DOCUMENT TEXT —
>>>>

In this respect, McCarthy v. Arndstein reflected the settled view in this Court. The object of the Amendment "was to insure that a person should not be compelled, when acting as a witness in any investigation, to give testimony which might tend to show that he himself had committed a crime." Counselman v. Hitchcock, 142 U.S. 547, 562 (1892). See also Bram v. United States, 168 U.S. 532, 542-543 (1897); Brown v. Walker, 161 U.S. 591 (1896); Boyd v. United States, 116 U.S. 616, 634, 637-638 (1886); United States v. Saline Bank, 1 Pet. 100 (1828). This is the rule that is now applicable to the States. Malloy v. Hogan, 378 U.S. 1 (1964). "It must be considered irrelevant that the petitioner was a witness in a statutory inquiry and not a defendant in a criminal prosecution, for it has long been settled that the privilege protects witnesses in similar federal inquiries." *78 Id., at 11. In any of these contexts, therefore, a witness protected by the privilege may rightfully refuse to answer unless and until he is protected at least against the use of his compelled answers and evidence derived therefrom in any subsequent criminal case in which he is a defendant. Kastigar v. United States, 406 U.S. 441 (1972). Absent such protection, if he is nevertheless compelled to answer, his answers are inadmissible against him in a later criminal prosecution. Bram v. United States, supra; Boyd v. United States, supra.

Against this background, there is no room for urging that the Fifth Amendment privilege is inapplicable simply because the issue arises, as it does here, in the context of official inquiries into the job performance of a public contractor. Surely, the ordinary rule is that the privilege is available to witnesses called before grand juries as these appellee architects were. Hale v. Henkel, 201 U.S. 43, 66 (1906).

It is true that the State has a strong, legitimate interest in maintaining the integrity of its civil service and of its transactions with independent contractors furnishing a wide range of goods and services; and New York would have it that this interest is sufficiently strong to override the privilege. The suggestion is that the State should be able to interrogate employees and contractors about their job performance without regard to the Fifth Amendment, to discharge those who refuse to answer or to waive the privilege by waiving the immunity to which they would otherwise be entitled, and to use any incriminating answers obtained in subsequent criminal prosecutions. But claims of overriding interests are not unusual in Fifth Amendment litigation and they have not fared well.

In McCarthy v. Arndstein, supra, the United States insisted that because of the strong public interest in marshaling and distributing assets of bankrupts, the *79 Fifth Amendment should not protect a bankrupt during the official examinations mandated by the Bankruptcy Act. That position did not prevail. The bankrupt's testimony could be had, but only if he were afforded sufficient immunity to supplant the privilege. And long before McCarthy v. Arndstein, the Court recognized that without the compelled testimony of knowledgeable and perhaps implicated witnesses, the enforcement of the transportation laws "would become impossible," but nevertheless proceeded on a basis that witnesses must be granted adequate immunity if their evidence was to be compelled. Brown v. Walker, 161 U. S., at 610. Similarly, the enforcement of the antitrust laws against private corporations was at stake in Hale v. Henkel, supra, but immunity was essential to command the testimony of individual witnesses. Also, it would be difficult to overestimate the importance of the interest of the States in the enforcement of their ordinary criminal laws; but the price for incriminating answers from third-party witnesses is sufficient immunity to satisfy the imperatives of the Fifth Amendment privilege against compelled self-incrimination. Finally, in almost the very context here involved, this Court has only recently held that employees of the State do not forfeit their constitutional privilege and that they may be compelled to respond to questions about the performance of their duties but only if their answers cannot be used against them in subsequent criminal prosecutions. Garrity v. New Jersey, 385 U.S. 493 (1967); Gardner v. Broderick, 392 U.S. 273 (1968); Sanitation Men v. Sanitation Comm'r, 392 U.S. 280 (1968).

<<<<

Saved data entries
>>>>

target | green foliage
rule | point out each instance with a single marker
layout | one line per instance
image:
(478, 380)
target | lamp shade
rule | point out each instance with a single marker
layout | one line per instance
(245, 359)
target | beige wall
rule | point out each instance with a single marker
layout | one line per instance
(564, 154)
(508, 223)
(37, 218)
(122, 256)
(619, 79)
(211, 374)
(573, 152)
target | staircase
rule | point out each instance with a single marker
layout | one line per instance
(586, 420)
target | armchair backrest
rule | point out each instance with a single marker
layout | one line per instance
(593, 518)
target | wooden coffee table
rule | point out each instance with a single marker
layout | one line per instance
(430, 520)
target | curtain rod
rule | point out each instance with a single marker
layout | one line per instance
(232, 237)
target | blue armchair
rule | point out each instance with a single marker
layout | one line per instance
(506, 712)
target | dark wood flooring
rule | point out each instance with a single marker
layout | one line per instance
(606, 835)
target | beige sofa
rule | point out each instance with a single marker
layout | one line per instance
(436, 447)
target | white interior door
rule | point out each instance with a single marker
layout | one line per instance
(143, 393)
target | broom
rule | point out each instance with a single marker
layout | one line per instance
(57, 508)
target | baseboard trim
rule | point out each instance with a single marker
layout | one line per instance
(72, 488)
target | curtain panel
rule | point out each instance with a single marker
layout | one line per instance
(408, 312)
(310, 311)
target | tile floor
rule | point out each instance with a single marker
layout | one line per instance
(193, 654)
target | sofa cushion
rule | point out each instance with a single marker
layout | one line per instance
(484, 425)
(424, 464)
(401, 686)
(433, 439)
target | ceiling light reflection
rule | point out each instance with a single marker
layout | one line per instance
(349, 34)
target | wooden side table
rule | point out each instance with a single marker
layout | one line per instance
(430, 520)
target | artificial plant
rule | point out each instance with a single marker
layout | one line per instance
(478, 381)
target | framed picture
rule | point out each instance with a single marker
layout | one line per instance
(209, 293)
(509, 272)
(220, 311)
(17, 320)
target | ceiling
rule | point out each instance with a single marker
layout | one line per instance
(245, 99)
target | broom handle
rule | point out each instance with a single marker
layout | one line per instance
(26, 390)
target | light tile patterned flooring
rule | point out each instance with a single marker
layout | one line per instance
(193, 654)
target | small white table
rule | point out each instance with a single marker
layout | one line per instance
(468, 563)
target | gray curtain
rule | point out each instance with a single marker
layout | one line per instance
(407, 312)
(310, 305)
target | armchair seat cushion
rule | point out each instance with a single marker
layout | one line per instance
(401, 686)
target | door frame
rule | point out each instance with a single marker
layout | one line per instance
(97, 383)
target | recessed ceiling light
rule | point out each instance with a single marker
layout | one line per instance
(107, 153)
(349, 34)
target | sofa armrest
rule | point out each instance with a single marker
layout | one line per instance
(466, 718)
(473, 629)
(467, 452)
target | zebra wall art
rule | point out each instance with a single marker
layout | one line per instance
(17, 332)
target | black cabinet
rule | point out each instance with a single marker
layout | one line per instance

<<<<

WRITTEN TASKS —
A – In the court opinion excerpt, before what kind of body were the appellee architects called as witnesses?
B – Based on the court opinion excerpt, say whether each statement is true: (i) In McCarthy v. Arndstein, the position of the United States prevailed. (ii) Malloy v. Hogan is cited for the rule now applying to the States. (iii) Hale v. Henkel concerned enforcement of the transportation laws.
C – Carry on the court opinion excerpt on the Fifth Amendment privilege, starting after its final sentence.

RESULTS OF THE EXERCISE —
A – They were called before grand juries.

B –
(i) No: "That position did not prevail."
(ii) Yes: "This is the rule that is now applicable to the States. Malloy v. Hogan, 378 U.S. 1 (1964)."
(iii) No: "the enforcement of the antitrust laws against private corporations was at stake in Hale v. Henkel"

C –
III

In Garrity v. New Jersey, certain police officers were summoned to an inquiry being conducted by the Attorney General concerning the fixing of traffic tickets. *80 They were asked questions following warnings that if they did not answer they would be removed from office and that anything they said might be used against them in any criminal proceeding. No immunity of any kind was offered or available under state law. The questions were answered and the answers later used over their objections, in their prosecutions for conspiracy. The Court held that "the protection of the individual under the Fourteenth Amendment against coerced statements prohibits use in subsequent criminal proceedings of statements obtained under threat of removal from office, and that it extends to all, whether they are policemen or other members of our body politic." 385 U.S., at 500. The Court also held that in the context of threats of removal from office the act of responding to interrogation was not voluntary and was not an effective waiver of the privilege against self-incrimination, the Court conceding, however, that there might be other situations "where one who is anxious to make a clean breast of the whole affair volunteers the information." Id., at 499.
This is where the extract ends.